> _TEXT EXCERPT_
--- --- ---

Wings Over Everest - An Epic Adventure Wings Over Everest - An Epic Adventure

True Story


One heiress and thirty five men take the world’s highest mountain

NO place on Earth held more allure in the 1930‘s than the highest summit of the Himalayas. Everest remained an even more elusive prize following the disappearance of the climbers Irvin and Mallory.

In 1932 a prestigious team of aviators proposed to fly over the mountain to further the cause of science. For a world mired in Depression, the concept of open-cockpit biplanes roaring towards the peak soon caught the public’s imagination.

The team included John Buchan, the novelist, who focused on the media allowing Blacker to attend to practical elements. Percy Etherton would deal with permits, sponsors and diplomats leaving Clydesdale to liaise with the Air Ministry and the sponsor, Lady Houston.

--- --- ---

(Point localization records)
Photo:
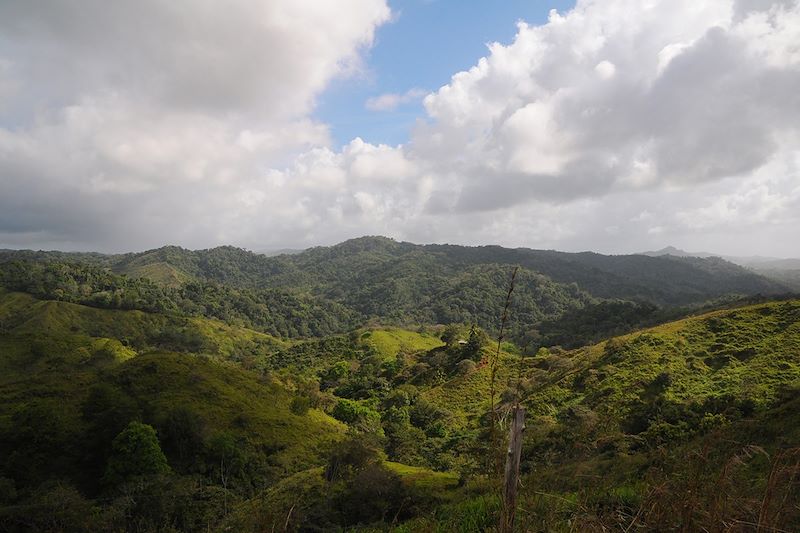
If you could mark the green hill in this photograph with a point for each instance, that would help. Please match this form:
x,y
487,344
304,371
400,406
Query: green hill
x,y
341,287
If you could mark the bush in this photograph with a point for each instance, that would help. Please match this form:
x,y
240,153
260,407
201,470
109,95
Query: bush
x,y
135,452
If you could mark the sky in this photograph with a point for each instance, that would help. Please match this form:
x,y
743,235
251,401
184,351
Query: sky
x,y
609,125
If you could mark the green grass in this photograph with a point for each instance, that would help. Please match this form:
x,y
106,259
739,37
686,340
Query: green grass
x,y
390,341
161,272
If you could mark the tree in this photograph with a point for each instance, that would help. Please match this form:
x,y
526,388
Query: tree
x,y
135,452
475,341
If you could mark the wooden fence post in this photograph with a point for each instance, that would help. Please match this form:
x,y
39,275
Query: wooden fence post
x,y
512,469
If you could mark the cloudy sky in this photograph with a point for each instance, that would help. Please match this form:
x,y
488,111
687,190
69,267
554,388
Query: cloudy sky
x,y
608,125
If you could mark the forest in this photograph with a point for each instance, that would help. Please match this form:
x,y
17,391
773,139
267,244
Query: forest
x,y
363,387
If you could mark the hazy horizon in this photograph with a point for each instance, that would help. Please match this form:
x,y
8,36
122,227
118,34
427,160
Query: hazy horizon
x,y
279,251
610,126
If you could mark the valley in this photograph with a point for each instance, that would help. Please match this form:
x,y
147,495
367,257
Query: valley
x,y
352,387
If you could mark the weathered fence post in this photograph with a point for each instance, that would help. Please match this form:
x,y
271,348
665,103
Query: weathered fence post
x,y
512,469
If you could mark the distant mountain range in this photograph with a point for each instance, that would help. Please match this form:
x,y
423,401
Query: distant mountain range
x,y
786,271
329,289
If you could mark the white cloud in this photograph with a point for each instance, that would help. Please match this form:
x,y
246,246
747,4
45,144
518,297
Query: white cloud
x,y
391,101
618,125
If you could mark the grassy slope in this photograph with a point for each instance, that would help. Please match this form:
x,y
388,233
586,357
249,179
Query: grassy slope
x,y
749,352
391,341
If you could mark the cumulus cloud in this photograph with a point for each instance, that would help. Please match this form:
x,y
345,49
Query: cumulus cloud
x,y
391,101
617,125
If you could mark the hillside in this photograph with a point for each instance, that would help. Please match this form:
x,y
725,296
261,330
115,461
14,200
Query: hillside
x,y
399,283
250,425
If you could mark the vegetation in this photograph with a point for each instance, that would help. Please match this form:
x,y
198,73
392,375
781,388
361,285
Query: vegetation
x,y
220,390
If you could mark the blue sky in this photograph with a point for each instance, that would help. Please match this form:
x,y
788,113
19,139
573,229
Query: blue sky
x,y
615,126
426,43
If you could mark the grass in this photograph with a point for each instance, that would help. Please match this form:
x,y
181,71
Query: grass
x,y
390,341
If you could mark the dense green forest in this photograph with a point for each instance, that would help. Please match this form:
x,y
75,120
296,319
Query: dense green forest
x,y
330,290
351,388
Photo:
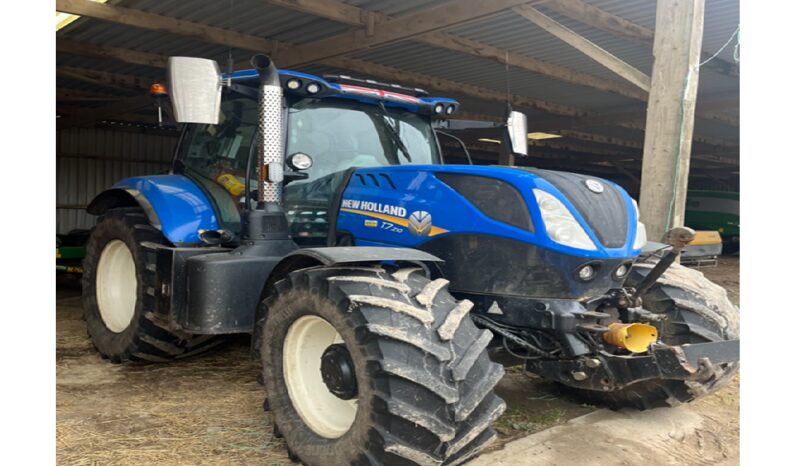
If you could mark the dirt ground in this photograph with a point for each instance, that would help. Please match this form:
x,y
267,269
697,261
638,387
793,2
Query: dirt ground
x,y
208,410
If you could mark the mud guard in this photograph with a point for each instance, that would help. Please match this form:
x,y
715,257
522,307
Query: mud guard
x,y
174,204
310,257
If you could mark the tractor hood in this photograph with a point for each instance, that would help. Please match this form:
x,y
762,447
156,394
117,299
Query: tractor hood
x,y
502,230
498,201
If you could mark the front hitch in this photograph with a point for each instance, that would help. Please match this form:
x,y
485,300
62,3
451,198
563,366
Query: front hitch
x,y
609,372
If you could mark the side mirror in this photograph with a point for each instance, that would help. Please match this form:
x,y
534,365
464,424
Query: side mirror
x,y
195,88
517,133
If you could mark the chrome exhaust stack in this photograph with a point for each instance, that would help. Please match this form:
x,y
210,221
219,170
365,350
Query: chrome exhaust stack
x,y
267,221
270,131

--- --- ---

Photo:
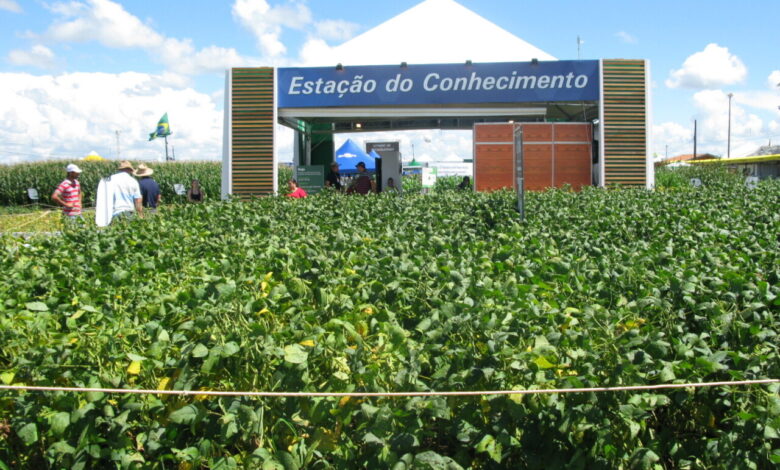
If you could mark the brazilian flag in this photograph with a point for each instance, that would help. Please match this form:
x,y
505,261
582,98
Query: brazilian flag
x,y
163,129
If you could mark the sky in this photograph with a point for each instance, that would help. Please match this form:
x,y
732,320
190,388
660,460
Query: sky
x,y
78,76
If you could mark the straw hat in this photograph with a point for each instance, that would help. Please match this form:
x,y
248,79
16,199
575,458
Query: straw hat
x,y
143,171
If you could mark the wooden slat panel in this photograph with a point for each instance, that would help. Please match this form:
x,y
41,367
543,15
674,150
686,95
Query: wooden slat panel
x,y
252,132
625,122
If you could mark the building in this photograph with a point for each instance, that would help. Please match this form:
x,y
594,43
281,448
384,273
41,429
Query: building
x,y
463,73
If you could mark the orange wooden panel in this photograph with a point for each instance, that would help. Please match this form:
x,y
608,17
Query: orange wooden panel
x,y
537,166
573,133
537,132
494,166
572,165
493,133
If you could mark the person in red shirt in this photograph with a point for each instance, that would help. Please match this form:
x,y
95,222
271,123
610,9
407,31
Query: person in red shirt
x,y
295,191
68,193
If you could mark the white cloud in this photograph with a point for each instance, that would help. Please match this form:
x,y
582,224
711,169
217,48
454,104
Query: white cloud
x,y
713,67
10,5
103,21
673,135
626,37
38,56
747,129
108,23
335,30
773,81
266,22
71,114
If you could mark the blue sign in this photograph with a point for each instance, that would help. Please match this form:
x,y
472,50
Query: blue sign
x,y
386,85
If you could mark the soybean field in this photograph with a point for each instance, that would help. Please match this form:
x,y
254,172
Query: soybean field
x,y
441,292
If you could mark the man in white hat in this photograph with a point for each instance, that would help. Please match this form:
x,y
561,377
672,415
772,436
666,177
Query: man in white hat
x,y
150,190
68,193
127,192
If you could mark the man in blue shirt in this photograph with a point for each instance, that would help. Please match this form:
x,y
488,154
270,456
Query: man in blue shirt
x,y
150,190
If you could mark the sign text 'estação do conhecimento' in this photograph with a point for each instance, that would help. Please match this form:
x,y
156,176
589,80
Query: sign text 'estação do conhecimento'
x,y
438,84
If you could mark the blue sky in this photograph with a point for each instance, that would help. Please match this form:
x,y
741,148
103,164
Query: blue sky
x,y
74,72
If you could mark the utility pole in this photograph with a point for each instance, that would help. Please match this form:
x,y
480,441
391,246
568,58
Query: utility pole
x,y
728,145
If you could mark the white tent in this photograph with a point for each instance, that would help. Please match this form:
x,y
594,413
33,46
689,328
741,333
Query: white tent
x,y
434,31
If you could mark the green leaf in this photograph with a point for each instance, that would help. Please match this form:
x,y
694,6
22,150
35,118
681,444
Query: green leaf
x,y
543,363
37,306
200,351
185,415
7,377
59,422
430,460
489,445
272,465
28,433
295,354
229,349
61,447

--- --- ---

> _YOUR TASKS_
A) List every person named in the Everest flight text.
B) Answer from the Everest flight text:
(i) Whose disappearance made Everest an even more elusive prize?
(ii) In what year did the team of aviators propose to fly over the mountain?
(iii) Who would deal with permits, sponsors and diplomats?
Work from the text alone and set the records aside.

> _RESULTS BY TASK_
A) Irvin, Mallory, John Buchan, Blacker, Percy Etherton, Clydesdale, Lady Houston

B)
(i) The climbers Irvin and Mallory
(ii) 1932
(iii) Percy Etherton